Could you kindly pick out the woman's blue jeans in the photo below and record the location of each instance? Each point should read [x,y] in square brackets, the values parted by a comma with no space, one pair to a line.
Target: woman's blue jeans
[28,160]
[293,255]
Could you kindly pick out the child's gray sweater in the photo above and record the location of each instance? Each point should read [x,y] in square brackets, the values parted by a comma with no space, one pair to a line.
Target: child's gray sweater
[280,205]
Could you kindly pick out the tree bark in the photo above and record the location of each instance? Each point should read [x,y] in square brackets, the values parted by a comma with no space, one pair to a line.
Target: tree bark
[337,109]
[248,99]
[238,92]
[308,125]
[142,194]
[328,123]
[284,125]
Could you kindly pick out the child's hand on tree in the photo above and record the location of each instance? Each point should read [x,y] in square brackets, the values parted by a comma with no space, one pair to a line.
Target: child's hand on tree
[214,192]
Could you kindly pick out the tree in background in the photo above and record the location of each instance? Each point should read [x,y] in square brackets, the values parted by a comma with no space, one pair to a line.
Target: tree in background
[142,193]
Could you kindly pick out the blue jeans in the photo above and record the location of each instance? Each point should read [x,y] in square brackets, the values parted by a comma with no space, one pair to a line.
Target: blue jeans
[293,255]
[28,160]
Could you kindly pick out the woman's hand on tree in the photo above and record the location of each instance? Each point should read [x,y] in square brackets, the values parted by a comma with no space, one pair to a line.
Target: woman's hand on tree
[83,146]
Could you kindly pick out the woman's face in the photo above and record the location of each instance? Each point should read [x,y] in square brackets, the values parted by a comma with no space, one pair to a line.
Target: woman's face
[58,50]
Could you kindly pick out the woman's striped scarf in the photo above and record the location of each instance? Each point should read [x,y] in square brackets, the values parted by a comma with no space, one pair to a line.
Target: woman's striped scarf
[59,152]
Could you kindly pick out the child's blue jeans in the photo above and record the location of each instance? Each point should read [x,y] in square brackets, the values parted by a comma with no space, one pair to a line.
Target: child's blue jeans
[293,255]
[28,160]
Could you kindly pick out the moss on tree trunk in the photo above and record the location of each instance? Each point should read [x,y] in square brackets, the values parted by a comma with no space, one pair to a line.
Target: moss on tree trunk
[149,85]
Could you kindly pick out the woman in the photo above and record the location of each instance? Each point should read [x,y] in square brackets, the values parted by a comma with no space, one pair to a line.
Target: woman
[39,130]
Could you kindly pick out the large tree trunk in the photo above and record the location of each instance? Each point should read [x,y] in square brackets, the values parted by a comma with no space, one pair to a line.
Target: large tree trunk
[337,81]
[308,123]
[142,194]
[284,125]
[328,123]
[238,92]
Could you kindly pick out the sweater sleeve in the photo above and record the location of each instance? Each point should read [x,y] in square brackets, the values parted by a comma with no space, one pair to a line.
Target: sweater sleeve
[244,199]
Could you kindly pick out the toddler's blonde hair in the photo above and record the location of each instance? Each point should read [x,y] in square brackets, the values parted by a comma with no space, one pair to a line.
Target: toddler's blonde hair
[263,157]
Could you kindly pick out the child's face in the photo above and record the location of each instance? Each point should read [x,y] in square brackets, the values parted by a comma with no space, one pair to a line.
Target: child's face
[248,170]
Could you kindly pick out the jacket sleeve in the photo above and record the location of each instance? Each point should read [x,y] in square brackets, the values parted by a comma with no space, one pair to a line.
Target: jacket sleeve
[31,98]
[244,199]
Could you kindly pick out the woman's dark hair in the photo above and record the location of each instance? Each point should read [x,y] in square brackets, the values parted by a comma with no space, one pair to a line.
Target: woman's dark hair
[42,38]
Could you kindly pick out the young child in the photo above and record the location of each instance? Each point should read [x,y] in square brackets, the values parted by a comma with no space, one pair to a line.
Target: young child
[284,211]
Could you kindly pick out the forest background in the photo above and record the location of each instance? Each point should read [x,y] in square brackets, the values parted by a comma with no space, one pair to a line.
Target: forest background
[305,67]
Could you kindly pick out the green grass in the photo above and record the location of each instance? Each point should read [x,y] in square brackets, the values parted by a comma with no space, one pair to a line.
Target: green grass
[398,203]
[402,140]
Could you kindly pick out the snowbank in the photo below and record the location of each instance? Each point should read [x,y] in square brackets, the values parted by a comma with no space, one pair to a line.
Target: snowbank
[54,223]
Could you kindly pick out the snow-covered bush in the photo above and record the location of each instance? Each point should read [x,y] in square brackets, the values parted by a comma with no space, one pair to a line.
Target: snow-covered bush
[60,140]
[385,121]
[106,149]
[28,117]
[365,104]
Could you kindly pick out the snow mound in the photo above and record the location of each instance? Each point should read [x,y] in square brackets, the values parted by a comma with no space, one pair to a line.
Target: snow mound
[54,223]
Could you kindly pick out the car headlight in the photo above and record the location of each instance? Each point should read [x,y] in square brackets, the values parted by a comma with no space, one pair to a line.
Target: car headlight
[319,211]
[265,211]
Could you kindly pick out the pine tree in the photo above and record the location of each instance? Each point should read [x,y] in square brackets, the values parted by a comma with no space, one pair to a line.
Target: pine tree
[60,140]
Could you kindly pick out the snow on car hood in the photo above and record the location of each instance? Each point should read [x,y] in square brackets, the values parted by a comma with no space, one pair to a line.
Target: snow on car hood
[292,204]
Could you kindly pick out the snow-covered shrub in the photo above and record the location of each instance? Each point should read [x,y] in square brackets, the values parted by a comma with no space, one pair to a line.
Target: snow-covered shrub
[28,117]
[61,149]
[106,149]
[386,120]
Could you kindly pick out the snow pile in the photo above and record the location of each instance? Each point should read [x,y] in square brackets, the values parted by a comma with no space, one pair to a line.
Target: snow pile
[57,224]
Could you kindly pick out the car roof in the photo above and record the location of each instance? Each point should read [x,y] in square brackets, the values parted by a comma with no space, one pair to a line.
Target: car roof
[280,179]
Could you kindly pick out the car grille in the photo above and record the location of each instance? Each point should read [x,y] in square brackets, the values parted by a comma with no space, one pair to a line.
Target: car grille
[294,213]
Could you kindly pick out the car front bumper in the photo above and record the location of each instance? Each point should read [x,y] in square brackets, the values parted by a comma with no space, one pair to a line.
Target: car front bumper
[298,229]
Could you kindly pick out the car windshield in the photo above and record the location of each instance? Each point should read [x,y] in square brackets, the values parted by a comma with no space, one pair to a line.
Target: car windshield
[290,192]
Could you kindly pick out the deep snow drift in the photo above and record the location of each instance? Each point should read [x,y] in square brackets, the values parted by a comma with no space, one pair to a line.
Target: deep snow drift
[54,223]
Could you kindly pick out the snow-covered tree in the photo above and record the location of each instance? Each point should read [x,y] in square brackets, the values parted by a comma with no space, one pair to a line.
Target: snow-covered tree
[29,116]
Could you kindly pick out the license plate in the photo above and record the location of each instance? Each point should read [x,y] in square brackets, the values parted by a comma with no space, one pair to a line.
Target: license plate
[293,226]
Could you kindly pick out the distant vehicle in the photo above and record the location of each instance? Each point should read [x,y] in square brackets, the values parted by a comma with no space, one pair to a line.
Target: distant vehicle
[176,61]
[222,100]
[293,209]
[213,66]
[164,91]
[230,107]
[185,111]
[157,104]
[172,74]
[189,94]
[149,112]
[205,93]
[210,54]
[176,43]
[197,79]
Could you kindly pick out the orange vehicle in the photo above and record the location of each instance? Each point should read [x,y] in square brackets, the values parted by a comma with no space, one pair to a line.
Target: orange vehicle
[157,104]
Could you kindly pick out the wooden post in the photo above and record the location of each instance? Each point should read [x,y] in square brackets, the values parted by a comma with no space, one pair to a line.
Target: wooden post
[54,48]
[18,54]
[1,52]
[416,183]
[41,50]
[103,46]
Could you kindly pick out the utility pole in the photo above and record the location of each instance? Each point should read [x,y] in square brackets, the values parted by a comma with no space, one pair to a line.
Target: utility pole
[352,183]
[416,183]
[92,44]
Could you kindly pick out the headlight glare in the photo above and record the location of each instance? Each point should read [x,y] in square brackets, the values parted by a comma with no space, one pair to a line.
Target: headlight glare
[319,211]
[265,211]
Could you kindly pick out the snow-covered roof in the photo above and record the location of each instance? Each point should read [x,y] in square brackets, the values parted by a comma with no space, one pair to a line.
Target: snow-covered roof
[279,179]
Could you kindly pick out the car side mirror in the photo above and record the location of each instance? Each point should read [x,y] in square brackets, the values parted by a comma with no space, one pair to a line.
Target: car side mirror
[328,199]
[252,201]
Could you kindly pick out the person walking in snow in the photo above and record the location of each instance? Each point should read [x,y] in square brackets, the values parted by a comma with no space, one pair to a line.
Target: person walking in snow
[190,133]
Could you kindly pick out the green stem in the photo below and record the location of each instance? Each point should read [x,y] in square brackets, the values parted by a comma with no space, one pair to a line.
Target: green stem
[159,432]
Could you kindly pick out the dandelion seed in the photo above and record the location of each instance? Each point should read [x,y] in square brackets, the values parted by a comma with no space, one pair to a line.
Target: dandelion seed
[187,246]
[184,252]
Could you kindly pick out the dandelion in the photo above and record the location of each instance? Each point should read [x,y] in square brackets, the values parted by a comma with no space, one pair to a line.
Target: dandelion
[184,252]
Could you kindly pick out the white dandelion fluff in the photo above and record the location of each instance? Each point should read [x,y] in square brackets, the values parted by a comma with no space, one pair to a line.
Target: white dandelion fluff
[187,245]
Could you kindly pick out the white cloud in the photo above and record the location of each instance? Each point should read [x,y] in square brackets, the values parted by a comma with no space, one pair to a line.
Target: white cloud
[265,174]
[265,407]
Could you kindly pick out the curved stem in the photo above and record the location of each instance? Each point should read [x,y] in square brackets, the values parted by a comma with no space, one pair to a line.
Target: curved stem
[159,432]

┄┄┄┄┄┄┄┄┄┄

▶ REQUIREMENT:
With the first line being the one containing "Could you kindly pick out the woman's face" and the last line the one containing "Could you kindly pick out the child's face", transcribe exactly the lines above that fall in that range.

▶ YOUR SOLUTION:
Could you kindly pick out the woman's face in the photo above and record the location of each instance? Each point should read [x,y] in square brackets, the values parted by a comma with no space, one pair to a line.
Target: woman's face
[58,50]
Could you kindly pick out the woman's striped scarf in the photo above and record the location of each instance? Each point should read [x,y] in square brackets, the values parted by a comma with no space, one pair to a line.
Target: woman's striped scarf
[59,152]
Could you kindly pick out the child's blue jeans in the photo above and record the location of each instance? Each point should read [x,y] in square brackets, the values parted by a comma with no space, one pair to a line.
Target: child's blue jeans
[293,255]
[28,160]
Could you kindly pick out the moss on tree trunk in the photo above and record the location of each instance? Each point should read [x,y] in square brackets, the values parted by a comma with no space, one pair to a line.
Target: moss on tree trunk
[149,85]
Could you kindly pick out the woman in the photo above and record the location of each instance? Each point should read [x,y] in square brackets, the values parted by a comma with no space, one pair to a line.
Target: woman
[39,130]
Could you kindly pick out the large tree trunk in the photo above and record the location of each instance? Each point should read [x,y] in square brackets, the values parted by a comma with no space, one pair to a line.
Target: large tree trunk
[337,81]
[308,123]
[142,194]
[284,125]
[328,123]
[238,92]
Could you kindly pick out the sweater sleeve in the photo above and record the location of each instance? Each point should read [x,y] in square brackets, the values parted by a comma with no space, one pair to a line.
Target: sweater sleeve
[244,199]
Could you kindly pick out the toddler's blonde hair in the photo above and record the location of each instance? Each point should read [x,y] in square brackets, the values parted by a comma with no space, one pair to a line.
Target: toddler's blonde hair
[263,157]
Could you kindly pick out the child's face in the photo above and record the location of each instance? Each point should read [x,y] in square brackets, the values parted by a comma with no space, one pair to a line.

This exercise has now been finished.